◆ **What is being asked**: Please reproduce these rows verbatim, beginning with the line containing "Target: woman's hand" and ending after the line containing "285,56 -> 325,115".

(Entries for bounding box labeling)
============

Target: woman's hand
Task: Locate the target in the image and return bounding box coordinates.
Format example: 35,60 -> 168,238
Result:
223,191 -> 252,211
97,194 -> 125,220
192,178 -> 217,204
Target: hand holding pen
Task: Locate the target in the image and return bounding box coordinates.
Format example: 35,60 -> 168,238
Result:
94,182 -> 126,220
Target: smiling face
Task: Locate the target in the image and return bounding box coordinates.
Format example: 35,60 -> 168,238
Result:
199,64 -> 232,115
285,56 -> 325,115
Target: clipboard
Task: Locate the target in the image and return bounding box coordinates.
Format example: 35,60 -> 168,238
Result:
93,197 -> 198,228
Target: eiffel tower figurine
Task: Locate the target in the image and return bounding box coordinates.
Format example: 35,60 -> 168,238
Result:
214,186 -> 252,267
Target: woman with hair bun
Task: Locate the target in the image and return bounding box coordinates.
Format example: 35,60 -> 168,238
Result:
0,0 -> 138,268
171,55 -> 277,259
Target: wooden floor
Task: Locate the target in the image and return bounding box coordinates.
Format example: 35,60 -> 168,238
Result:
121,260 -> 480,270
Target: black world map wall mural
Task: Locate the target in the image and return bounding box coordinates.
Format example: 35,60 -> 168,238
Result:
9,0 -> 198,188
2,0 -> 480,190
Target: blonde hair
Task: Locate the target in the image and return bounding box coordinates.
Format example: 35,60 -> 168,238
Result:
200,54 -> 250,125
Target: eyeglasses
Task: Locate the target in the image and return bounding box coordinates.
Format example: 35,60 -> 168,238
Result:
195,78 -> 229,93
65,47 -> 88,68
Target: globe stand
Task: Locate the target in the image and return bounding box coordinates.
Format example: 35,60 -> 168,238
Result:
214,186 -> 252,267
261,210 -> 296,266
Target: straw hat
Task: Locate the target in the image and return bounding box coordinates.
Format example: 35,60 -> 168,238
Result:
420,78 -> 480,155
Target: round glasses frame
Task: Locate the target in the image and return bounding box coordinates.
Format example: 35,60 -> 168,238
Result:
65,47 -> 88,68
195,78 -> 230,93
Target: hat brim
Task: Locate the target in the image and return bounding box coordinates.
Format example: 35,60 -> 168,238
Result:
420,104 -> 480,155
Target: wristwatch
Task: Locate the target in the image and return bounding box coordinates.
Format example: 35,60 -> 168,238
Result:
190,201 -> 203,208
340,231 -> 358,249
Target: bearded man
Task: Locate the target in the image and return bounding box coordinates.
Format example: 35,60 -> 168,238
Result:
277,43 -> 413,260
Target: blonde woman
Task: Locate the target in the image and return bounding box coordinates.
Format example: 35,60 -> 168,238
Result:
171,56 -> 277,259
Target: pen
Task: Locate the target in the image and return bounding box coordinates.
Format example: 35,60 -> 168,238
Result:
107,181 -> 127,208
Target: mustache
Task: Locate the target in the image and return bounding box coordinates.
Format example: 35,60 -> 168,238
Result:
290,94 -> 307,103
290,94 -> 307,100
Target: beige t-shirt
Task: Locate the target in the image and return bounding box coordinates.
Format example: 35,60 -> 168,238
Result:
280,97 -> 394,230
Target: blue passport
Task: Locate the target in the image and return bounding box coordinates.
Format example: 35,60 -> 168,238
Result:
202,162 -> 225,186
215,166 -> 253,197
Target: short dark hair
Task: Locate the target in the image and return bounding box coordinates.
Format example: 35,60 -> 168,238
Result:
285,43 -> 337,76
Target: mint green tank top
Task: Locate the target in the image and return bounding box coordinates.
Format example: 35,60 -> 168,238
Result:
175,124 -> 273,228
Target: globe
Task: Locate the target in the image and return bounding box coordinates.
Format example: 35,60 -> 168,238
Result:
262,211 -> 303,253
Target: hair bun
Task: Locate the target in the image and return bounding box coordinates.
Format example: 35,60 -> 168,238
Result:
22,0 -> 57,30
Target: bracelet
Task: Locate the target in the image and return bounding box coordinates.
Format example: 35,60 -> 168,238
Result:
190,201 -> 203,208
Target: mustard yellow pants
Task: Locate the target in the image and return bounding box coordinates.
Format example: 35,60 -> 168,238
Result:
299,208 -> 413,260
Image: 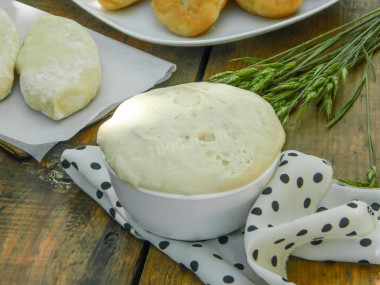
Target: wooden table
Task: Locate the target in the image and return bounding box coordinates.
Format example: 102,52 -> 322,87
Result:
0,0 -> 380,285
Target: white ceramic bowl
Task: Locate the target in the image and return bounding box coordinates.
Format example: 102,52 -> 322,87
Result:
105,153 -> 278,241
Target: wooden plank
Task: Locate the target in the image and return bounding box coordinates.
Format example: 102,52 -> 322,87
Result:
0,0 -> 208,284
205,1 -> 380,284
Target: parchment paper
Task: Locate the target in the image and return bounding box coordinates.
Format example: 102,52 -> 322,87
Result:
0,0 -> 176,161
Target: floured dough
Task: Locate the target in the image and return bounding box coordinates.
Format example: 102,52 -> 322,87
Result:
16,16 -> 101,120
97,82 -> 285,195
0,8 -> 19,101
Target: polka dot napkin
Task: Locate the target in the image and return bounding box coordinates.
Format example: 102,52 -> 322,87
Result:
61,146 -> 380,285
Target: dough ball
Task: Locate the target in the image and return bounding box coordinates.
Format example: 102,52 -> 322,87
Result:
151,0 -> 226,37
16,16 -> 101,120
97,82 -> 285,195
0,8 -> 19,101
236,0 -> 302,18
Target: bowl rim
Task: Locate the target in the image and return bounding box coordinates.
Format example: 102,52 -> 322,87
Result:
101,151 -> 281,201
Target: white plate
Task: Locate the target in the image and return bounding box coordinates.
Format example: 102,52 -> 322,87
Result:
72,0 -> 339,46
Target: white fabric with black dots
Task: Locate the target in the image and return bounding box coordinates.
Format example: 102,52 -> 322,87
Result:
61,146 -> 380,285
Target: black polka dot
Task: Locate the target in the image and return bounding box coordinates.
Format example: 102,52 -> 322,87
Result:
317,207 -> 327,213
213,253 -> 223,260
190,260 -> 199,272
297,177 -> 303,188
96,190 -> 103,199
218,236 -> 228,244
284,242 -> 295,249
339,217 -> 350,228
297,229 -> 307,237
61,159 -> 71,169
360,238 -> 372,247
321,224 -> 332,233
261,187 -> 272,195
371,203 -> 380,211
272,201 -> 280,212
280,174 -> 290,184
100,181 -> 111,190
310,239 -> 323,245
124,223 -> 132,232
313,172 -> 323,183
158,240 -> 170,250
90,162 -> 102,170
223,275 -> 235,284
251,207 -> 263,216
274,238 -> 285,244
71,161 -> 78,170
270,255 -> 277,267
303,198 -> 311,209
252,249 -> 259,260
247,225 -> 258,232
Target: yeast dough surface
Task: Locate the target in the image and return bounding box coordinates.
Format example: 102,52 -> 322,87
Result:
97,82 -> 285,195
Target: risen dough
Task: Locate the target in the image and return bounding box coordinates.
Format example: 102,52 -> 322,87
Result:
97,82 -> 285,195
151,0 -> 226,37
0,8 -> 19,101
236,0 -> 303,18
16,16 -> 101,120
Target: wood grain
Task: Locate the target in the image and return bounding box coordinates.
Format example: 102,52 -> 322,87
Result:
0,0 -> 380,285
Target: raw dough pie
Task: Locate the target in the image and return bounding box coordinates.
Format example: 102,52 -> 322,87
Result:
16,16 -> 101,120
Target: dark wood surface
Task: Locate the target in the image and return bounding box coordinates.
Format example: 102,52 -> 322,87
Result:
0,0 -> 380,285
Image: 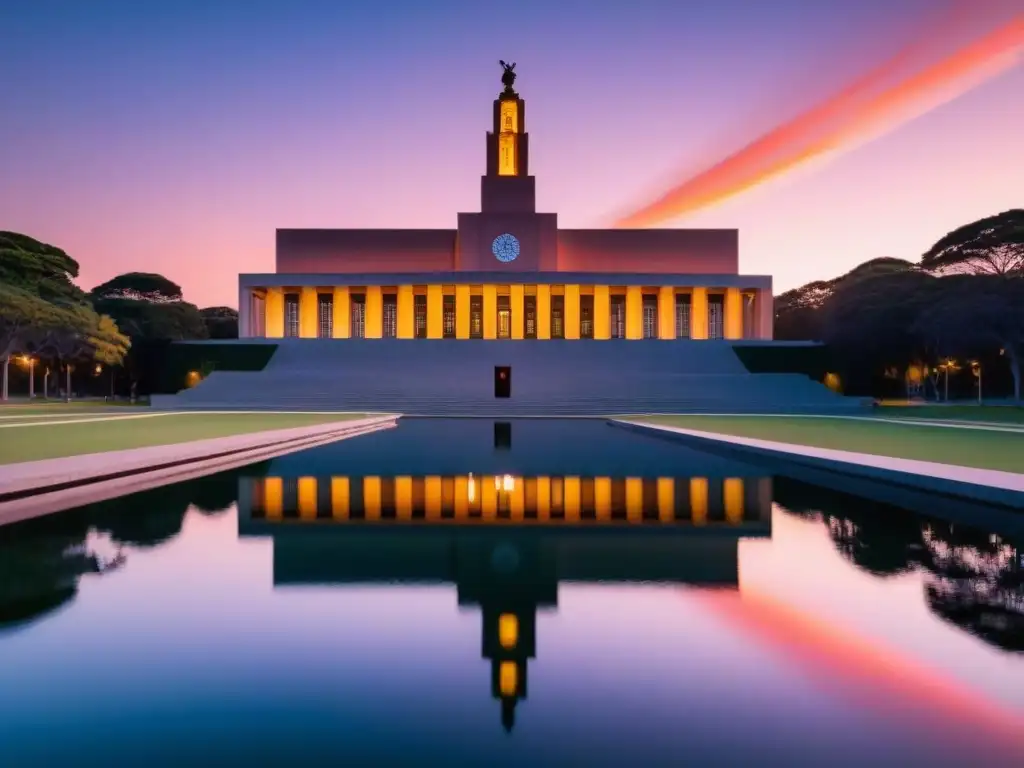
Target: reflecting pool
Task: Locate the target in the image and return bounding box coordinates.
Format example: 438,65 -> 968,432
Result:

============

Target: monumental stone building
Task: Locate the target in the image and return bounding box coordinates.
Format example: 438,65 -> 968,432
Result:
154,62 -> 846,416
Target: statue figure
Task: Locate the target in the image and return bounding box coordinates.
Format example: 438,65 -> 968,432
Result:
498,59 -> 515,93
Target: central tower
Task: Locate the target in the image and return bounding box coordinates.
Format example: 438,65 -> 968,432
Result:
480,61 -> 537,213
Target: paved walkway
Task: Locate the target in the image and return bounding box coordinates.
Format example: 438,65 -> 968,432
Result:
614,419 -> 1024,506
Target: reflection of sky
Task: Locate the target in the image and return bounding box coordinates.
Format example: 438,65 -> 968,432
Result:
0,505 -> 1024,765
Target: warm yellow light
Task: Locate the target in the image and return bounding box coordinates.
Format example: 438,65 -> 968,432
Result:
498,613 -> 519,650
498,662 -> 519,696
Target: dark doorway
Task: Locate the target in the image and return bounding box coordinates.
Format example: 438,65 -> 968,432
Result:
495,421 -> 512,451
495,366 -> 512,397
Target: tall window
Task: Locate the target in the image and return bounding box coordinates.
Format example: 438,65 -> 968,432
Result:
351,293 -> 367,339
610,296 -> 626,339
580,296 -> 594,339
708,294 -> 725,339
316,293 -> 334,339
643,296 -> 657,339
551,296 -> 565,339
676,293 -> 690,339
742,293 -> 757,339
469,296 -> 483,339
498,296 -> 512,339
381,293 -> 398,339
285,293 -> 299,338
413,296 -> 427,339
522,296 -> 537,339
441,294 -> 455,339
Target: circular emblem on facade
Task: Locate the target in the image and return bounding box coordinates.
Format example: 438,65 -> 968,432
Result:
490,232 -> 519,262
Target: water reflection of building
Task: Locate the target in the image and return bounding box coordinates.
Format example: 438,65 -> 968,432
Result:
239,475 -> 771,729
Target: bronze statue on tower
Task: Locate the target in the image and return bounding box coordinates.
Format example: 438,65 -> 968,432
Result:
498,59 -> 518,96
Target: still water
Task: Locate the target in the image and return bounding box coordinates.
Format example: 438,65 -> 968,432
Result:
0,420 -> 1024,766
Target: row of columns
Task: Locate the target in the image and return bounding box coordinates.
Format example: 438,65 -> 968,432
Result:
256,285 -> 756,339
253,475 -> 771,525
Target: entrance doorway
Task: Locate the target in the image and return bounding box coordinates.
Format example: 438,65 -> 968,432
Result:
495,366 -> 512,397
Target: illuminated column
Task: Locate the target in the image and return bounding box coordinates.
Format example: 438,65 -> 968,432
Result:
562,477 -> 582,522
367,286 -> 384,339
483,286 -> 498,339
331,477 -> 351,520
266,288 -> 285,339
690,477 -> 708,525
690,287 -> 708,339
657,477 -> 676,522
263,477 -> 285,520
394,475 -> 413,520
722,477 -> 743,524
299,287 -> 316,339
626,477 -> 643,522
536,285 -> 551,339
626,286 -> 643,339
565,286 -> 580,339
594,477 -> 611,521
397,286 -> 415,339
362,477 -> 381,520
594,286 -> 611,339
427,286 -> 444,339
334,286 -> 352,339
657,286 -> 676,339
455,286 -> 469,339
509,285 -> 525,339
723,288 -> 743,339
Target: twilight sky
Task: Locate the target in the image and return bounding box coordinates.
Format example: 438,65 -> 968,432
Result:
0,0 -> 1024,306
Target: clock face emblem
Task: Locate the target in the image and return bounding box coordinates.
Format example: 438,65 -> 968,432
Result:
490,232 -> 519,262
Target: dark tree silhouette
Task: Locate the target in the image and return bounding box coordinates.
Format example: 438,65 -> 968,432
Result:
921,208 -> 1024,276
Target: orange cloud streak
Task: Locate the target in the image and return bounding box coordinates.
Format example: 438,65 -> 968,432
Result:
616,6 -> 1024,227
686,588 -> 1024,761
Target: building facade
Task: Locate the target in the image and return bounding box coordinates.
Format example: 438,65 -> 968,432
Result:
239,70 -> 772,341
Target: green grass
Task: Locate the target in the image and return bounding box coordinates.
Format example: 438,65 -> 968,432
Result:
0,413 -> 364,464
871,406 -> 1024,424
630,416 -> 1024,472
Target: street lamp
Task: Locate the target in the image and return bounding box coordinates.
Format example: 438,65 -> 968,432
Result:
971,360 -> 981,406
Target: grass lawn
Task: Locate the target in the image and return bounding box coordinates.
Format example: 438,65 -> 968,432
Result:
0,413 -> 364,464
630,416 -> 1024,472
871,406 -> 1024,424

============

◆ **Correct answer**:
Target: woman's hand
Task: Locate the target in the image and return bounding box coordinates.
Format example: 35,60 -> 168,238
Result:
223,191 -> 252,211
97,194 -> 125,220
192,178 -> 217,204
Target: hand holding pen
Task: Locate the target in the image and return bounding box coordinates.
Format example: 35,60 -> 168,238
Result:
94,182 -> 126,220
Target: smiling face
Task: Locate the target in the image and return bounding box coordinates.
Format example: 35,60 -> 168,238
Result:
199,64 -> 232,115
285,56 -> 325,115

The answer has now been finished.